━━━ PROVIDED RECORDS ━━━

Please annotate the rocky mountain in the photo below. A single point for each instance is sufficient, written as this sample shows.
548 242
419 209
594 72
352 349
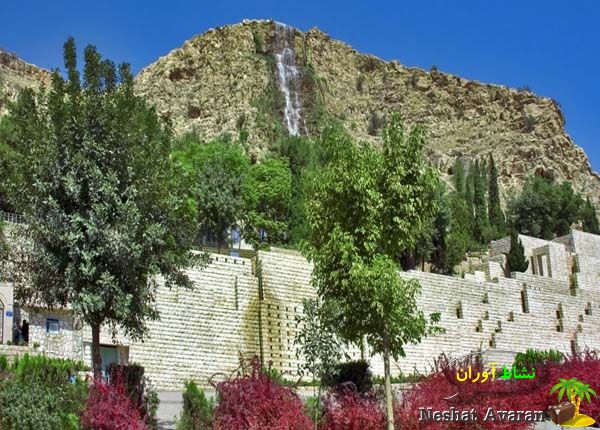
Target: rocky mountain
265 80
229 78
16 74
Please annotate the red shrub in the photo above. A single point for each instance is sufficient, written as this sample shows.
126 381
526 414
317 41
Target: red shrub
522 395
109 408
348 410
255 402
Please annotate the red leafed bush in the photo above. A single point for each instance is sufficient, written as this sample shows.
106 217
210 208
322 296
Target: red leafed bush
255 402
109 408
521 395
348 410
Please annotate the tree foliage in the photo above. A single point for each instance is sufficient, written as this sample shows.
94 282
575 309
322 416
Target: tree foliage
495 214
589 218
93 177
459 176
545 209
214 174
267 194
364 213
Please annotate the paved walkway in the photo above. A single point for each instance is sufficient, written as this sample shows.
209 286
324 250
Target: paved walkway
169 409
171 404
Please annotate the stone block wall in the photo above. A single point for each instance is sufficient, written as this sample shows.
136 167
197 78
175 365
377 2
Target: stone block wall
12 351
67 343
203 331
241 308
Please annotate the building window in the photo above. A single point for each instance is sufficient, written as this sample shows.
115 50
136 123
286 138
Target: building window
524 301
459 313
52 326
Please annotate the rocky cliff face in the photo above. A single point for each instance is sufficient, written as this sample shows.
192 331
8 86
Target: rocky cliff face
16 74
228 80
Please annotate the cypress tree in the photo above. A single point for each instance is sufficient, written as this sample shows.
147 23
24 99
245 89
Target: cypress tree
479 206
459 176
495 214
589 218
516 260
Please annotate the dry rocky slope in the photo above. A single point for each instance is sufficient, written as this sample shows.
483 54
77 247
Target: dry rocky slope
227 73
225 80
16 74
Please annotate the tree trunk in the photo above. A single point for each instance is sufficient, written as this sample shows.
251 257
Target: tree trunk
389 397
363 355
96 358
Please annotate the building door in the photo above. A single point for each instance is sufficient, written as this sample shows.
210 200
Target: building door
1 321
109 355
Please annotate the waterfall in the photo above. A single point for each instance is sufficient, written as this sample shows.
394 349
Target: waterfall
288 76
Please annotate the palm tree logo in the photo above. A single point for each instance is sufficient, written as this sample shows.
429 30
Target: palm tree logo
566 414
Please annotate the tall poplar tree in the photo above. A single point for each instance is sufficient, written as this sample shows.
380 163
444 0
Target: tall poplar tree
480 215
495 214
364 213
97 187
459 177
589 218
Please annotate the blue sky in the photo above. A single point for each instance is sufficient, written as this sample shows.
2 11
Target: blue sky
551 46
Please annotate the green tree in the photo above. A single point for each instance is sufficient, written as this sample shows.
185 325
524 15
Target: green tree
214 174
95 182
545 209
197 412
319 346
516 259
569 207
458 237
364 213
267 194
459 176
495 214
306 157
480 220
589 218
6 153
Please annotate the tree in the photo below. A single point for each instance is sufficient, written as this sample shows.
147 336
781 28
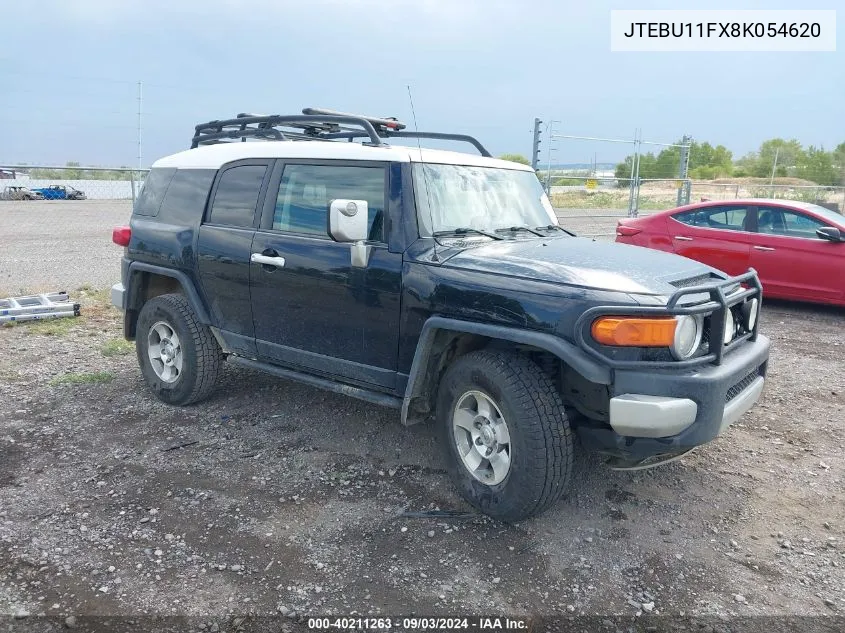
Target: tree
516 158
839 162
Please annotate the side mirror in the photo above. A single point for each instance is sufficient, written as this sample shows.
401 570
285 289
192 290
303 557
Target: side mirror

━━━

● WHAT IS REQUIRED: Copy out the lines from the one holding "Please annotate the waterfall" through the end of the data listing, both included, and shift every point coordinate that follows a "Target:" line up by 89. Keep the sample numbers under each "Please annotate" line unchanged, and drop the picture markers.

● ANSWER TO THE TASK:
Please annotate the waterfall in the photo above. A single point for each instance is sufficient, written as this sample shows.
394 349
Target: waterfall
377 165
Please annotate the palm tree logo in the photo above. A single point for each instance is sufficient, written as this sample shows.
429 30
Target: palm tree logo
655 503
Please annotate the tall poplar tree in the photo above. A single point for each instance is sufficient, written as this sample shows.
380 163
444 0
Target: tall poplar tree
569 304
584 303
453 302
186 276
548 266
678 307
Please annotate the blue sky in the photo above. A single point for each instance is sufficient, written as this sample shows.
2 11
Target: blue sky
640 135
Please annotate the green tree in the photo above. A single point for each instance is sufficient, written as this sample shows.
185 325
524 15
Target: green tree
303 263
184 271
634 298
286 501
408 435
605 348
658 296
547 326
453 302
356 283
548 265
584 303
395 246
569 309
678 307
95 242
Please annotate the tree in the photo below. A single point for each instance is sufficient, written as this sample shows.
147 336
781 28
Target: tree
605 247
928 251
Please annotate the side mirror in the photo above. A single point for each instance is sufficient, written as this sample shows.
401 570
285 289
192 290
303 557
Target: side mirror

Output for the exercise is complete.